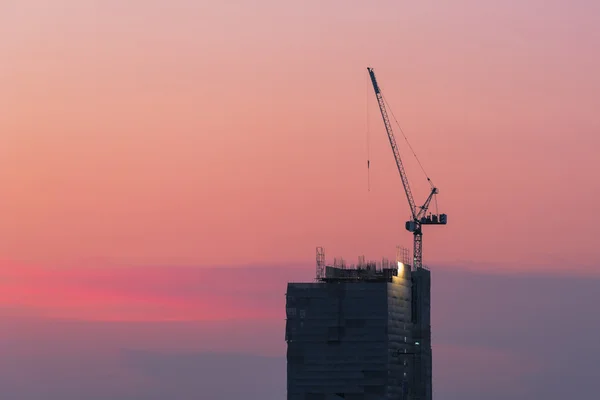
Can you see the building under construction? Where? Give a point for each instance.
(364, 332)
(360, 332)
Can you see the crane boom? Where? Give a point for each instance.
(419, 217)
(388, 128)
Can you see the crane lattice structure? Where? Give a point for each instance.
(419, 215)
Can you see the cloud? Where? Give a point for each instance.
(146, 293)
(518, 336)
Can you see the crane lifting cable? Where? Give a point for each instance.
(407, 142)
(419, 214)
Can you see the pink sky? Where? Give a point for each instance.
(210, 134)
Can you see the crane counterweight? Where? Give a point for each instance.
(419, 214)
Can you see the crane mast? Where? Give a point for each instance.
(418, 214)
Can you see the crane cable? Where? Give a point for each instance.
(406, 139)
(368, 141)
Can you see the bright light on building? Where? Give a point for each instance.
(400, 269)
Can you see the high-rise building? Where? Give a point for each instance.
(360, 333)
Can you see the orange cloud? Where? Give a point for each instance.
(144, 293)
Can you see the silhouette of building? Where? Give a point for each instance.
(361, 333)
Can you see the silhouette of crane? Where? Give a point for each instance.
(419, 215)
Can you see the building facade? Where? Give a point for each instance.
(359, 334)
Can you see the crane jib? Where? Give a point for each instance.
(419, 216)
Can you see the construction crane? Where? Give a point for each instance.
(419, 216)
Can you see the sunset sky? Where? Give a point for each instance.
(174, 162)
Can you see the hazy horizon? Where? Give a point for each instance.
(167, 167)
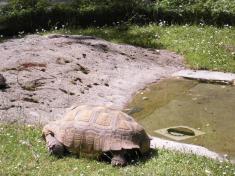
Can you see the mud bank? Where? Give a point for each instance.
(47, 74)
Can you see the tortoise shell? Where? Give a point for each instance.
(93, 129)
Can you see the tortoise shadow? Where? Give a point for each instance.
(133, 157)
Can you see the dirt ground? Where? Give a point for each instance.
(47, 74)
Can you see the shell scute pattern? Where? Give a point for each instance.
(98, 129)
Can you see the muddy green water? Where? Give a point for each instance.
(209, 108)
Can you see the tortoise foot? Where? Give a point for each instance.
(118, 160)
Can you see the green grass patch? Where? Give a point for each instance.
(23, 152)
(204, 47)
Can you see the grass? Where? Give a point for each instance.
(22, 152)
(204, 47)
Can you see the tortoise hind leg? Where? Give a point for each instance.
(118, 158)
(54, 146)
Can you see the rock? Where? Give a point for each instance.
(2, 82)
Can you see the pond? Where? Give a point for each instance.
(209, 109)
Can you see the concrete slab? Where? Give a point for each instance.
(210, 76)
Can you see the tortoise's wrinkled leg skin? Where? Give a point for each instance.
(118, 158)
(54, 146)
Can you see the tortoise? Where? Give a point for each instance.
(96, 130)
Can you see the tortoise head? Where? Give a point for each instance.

..........

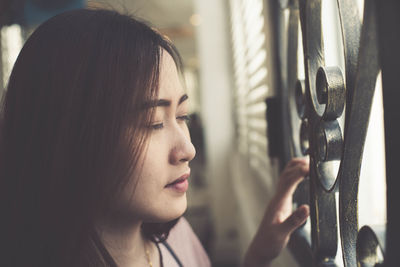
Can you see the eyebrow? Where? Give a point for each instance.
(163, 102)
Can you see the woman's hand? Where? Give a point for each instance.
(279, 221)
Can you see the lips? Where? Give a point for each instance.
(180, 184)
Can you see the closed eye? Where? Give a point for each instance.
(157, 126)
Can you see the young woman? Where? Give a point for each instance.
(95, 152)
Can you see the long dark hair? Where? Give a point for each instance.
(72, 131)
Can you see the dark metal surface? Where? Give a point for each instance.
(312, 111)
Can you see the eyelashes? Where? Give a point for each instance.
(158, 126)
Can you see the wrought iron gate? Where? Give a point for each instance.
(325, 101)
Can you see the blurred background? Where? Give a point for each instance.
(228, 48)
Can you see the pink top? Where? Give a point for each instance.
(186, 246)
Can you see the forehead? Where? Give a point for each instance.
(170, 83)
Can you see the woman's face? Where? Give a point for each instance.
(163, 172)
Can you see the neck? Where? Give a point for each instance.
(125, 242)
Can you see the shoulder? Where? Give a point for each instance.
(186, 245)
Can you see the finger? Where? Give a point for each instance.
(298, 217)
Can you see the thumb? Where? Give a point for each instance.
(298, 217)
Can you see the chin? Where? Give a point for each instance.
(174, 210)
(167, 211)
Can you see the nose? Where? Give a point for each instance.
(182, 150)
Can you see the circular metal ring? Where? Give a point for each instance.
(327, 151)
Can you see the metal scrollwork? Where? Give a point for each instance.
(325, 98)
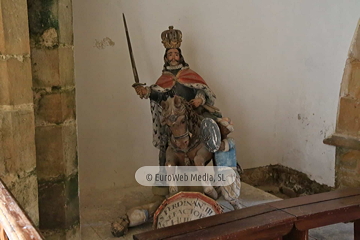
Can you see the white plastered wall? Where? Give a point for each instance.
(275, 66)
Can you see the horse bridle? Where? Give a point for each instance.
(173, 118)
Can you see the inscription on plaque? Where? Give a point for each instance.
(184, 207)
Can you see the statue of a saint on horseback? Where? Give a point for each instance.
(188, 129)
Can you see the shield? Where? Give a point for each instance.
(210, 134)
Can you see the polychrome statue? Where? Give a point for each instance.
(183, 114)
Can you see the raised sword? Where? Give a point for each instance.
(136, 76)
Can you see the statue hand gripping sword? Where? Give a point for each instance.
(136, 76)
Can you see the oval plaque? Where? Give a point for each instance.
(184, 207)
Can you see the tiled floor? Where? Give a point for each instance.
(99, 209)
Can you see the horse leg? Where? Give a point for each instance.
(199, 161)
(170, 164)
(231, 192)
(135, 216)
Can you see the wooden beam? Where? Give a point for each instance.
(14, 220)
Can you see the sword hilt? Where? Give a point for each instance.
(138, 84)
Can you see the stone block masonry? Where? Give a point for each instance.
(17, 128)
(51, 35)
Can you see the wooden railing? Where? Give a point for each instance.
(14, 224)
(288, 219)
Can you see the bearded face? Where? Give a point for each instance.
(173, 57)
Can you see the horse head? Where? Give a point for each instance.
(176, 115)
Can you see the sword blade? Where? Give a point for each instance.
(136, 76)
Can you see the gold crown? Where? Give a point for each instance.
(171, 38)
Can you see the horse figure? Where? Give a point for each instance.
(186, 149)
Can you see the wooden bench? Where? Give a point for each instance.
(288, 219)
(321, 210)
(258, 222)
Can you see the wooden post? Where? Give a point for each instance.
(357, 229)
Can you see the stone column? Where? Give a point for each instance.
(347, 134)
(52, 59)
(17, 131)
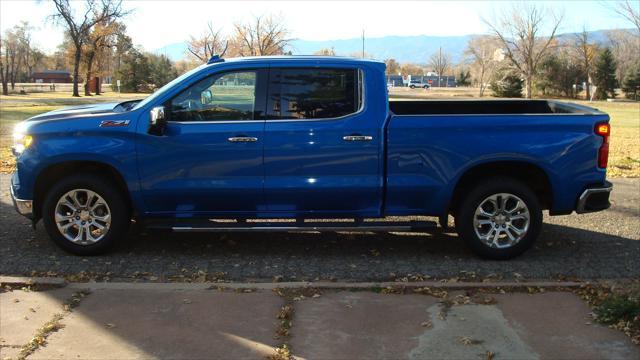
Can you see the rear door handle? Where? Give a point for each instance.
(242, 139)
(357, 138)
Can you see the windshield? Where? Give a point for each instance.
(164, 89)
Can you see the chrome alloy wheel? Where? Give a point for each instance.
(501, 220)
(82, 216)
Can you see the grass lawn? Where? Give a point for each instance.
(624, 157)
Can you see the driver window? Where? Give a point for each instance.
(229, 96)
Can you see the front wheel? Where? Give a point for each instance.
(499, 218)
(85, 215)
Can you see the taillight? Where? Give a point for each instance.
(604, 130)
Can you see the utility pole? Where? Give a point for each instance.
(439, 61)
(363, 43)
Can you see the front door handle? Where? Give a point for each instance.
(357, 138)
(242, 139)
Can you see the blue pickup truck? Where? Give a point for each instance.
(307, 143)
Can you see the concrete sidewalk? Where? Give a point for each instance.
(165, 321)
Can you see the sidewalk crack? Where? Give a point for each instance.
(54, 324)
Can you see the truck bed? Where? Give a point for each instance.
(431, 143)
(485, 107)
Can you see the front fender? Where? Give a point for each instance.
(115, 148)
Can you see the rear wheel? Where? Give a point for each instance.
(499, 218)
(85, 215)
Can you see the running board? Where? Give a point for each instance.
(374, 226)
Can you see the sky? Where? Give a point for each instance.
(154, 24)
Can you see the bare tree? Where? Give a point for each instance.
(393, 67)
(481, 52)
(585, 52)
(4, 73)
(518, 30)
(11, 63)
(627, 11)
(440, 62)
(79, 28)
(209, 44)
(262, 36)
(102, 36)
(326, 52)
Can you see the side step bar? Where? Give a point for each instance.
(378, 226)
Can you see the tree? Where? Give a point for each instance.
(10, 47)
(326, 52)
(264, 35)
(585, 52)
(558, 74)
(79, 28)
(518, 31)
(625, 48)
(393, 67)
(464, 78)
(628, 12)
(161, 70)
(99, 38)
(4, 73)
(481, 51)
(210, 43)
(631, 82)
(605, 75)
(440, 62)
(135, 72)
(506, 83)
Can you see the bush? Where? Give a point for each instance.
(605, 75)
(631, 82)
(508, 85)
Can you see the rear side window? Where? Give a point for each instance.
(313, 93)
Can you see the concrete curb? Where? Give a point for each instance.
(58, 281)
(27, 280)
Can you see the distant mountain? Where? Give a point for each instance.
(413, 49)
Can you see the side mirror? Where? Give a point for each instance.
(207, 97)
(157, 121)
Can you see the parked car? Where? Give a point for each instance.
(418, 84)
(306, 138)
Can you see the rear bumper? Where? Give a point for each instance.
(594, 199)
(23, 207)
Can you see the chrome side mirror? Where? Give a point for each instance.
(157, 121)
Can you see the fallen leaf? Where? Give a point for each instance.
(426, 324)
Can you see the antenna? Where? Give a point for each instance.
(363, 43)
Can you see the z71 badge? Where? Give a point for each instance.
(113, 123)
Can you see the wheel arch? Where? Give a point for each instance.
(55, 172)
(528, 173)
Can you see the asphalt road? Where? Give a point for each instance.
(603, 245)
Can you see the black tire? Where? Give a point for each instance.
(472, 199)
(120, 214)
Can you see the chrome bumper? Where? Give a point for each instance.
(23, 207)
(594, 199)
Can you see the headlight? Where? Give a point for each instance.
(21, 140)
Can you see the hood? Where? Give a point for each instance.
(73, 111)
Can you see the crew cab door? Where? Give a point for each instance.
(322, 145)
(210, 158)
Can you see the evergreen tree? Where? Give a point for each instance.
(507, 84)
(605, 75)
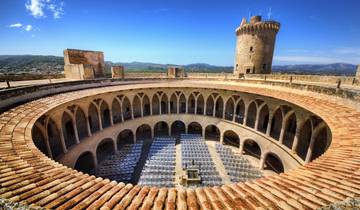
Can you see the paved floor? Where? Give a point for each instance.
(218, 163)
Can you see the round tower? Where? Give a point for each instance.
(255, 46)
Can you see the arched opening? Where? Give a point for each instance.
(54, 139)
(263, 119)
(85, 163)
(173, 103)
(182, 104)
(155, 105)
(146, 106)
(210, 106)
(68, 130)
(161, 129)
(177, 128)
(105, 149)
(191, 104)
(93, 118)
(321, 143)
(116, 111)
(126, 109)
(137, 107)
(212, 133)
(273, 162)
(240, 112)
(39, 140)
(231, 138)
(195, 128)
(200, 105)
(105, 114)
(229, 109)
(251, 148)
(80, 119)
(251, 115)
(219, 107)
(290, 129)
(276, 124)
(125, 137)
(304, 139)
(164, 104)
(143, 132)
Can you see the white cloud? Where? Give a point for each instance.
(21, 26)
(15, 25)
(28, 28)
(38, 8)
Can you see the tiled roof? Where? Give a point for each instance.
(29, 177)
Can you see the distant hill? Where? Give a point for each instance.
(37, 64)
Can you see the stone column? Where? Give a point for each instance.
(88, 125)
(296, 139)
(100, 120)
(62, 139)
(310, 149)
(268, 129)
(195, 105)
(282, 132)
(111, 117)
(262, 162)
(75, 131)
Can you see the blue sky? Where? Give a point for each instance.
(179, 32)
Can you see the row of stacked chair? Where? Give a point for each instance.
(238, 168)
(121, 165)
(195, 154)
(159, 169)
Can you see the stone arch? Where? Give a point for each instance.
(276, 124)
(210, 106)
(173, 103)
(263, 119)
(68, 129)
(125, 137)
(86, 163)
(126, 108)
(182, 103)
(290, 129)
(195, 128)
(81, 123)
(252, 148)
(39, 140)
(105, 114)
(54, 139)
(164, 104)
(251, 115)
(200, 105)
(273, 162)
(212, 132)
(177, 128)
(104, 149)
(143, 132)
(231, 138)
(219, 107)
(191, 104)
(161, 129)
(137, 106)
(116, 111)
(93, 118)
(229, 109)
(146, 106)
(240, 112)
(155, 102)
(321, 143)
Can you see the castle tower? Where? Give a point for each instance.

..........

▸ Task objective
Copy every line of the records above that contains the word "truck".

▸ The response
Can you see the blue pickup truck? Where? Give a point for each instance.
Can you see the truck bed? Where? Give a point for each instance.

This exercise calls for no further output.